• _Direction_: Can you give back the lines between the one holding "Examine the provided image for any artificial" and the one holding "[388,335,427,367]", inclusive, with "artificial apple" replaced by "decorative apple" and nothing else changed?

• _Dataset entries_:
========

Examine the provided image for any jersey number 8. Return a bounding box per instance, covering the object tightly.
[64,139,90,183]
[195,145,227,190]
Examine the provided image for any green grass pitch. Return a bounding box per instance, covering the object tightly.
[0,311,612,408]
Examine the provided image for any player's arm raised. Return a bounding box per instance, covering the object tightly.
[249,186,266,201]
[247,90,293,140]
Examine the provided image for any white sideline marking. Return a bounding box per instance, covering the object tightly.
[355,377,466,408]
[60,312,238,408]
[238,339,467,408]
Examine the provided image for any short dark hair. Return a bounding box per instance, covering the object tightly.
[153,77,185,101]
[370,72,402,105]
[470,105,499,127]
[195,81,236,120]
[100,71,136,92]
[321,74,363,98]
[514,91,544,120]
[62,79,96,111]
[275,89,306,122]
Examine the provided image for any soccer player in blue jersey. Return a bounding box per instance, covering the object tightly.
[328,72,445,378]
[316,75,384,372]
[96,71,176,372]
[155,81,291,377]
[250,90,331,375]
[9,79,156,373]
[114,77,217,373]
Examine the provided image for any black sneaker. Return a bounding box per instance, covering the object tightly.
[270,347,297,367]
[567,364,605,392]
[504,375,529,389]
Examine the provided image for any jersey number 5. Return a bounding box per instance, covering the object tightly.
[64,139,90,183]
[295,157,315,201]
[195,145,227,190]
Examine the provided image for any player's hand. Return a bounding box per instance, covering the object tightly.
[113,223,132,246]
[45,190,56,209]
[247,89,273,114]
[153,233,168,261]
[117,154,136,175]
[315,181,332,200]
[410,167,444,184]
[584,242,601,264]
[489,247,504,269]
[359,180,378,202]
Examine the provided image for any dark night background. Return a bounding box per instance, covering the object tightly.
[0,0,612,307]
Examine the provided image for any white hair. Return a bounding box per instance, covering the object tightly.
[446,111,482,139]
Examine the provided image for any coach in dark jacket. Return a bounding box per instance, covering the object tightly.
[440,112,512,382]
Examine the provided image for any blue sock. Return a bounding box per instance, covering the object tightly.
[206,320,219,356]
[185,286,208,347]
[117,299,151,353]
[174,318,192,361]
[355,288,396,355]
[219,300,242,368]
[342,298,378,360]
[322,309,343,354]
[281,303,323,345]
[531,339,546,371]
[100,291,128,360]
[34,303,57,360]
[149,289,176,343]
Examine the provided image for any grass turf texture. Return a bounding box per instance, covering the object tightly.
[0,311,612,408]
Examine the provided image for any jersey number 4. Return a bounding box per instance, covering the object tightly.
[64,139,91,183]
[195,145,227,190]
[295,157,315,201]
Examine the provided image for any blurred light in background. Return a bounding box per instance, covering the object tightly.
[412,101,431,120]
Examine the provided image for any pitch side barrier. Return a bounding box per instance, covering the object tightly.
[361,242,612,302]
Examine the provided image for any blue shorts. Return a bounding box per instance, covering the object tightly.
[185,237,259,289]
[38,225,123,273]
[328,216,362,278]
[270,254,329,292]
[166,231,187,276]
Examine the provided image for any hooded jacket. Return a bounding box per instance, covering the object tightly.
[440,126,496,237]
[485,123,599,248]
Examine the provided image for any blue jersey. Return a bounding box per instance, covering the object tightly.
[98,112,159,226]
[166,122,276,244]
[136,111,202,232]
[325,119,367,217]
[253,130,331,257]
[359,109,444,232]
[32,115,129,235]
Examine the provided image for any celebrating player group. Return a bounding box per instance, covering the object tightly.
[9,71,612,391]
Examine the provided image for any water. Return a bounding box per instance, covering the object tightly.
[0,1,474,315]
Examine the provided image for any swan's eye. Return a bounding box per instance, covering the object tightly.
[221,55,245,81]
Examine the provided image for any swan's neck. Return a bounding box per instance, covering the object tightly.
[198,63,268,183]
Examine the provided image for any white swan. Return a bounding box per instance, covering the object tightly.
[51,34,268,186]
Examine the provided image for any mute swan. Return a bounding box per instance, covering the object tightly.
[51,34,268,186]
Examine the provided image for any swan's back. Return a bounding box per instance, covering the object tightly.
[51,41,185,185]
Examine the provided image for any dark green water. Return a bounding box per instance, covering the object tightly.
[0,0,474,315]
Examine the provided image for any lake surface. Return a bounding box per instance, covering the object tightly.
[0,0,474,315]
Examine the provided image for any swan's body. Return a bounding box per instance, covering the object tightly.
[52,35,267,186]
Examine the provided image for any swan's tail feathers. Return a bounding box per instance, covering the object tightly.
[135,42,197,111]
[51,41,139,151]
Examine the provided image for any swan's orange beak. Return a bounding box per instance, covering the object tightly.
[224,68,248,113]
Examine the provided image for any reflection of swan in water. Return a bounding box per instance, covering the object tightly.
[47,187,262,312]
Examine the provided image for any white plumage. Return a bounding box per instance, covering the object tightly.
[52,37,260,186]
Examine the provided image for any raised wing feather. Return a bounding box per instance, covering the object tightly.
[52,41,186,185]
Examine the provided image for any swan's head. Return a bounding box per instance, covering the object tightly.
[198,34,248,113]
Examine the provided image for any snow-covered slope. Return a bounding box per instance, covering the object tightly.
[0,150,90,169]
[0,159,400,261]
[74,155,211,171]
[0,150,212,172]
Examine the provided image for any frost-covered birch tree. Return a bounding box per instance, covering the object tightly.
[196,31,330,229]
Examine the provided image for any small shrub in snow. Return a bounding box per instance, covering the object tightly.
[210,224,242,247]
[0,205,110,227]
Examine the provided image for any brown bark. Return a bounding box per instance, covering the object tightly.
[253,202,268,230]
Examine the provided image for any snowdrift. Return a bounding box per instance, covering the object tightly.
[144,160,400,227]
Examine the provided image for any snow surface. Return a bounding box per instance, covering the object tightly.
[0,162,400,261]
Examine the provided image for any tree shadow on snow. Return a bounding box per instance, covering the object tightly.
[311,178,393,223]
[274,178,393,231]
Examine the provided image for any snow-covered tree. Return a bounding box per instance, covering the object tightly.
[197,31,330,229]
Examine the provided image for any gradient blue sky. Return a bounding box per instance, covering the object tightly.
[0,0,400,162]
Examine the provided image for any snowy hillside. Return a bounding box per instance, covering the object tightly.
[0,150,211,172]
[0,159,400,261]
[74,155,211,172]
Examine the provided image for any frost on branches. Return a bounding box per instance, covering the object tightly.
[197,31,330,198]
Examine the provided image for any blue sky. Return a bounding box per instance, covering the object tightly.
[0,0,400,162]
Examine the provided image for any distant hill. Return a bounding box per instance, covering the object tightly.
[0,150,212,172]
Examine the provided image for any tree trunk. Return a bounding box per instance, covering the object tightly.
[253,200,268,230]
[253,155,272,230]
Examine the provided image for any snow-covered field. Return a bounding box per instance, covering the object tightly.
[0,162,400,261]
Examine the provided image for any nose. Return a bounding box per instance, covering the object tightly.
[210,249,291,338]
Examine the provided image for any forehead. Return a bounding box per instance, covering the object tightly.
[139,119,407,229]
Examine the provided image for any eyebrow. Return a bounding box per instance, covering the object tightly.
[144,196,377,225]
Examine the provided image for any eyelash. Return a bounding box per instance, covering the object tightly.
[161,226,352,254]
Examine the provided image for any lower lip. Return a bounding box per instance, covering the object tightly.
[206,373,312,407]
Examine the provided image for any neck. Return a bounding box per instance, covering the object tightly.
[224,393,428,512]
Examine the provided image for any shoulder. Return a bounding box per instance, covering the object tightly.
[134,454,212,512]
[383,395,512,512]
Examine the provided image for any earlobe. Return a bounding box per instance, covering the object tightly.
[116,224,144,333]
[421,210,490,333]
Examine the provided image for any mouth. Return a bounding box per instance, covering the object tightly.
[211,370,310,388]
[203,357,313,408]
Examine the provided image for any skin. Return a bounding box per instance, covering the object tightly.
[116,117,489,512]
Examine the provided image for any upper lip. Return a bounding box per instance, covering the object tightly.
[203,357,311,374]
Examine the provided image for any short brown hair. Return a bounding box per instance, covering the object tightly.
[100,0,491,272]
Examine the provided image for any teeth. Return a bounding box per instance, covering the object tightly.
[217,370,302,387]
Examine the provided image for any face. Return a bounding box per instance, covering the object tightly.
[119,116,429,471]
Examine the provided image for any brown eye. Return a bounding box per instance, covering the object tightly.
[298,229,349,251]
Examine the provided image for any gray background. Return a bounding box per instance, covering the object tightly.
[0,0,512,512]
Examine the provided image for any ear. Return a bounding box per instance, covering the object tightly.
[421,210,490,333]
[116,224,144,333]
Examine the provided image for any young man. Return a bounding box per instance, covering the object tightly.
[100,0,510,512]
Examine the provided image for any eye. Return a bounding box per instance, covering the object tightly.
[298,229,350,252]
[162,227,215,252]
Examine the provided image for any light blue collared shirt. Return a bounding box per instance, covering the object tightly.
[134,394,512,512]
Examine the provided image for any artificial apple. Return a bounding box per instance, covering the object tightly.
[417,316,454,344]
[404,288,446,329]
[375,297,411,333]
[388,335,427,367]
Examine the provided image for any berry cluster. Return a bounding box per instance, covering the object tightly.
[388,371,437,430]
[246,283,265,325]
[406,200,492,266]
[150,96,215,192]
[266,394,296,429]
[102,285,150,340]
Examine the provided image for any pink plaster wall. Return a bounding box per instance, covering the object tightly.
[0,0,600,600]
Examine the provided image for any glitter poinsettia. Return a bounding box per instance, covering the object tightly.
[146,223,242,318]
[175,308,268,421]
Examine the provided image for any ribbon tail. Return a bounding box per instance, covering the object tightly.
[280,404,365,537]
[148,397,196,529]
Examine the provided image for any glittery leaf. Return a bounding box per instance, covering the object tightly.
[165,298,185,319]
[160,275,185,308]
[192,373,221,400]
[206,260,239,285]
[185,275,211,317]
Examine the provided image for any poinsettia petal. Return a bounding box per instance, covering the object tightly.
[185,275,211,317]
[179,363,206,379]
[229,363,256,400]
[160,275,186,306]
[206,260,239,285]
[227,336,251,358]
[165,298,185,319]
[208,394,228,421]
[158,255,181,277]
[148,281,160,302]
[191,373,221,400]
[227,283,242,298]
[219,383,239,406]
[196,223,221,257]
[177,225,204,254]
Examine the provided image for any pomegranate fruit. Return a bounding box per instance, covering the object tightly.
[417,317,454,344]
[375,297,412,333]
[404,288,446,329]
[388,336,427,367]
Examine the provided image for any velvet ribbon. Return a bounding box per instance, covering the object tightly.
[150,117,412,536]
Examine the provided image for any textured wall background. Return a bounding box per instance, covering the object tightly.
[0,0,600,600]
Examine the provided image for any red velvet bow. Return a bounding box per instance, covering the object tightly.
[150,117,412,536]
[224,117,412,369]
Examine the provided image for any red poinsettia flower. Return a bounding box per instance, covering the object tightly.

========

• _Full answer_:
Examine the provided image for any decorative apple. Return a bounding box per instance, covering the object tightly.
[417,316,454,344]
[404,288,446,329]
[375,297,411,333]
[388,335,427,367]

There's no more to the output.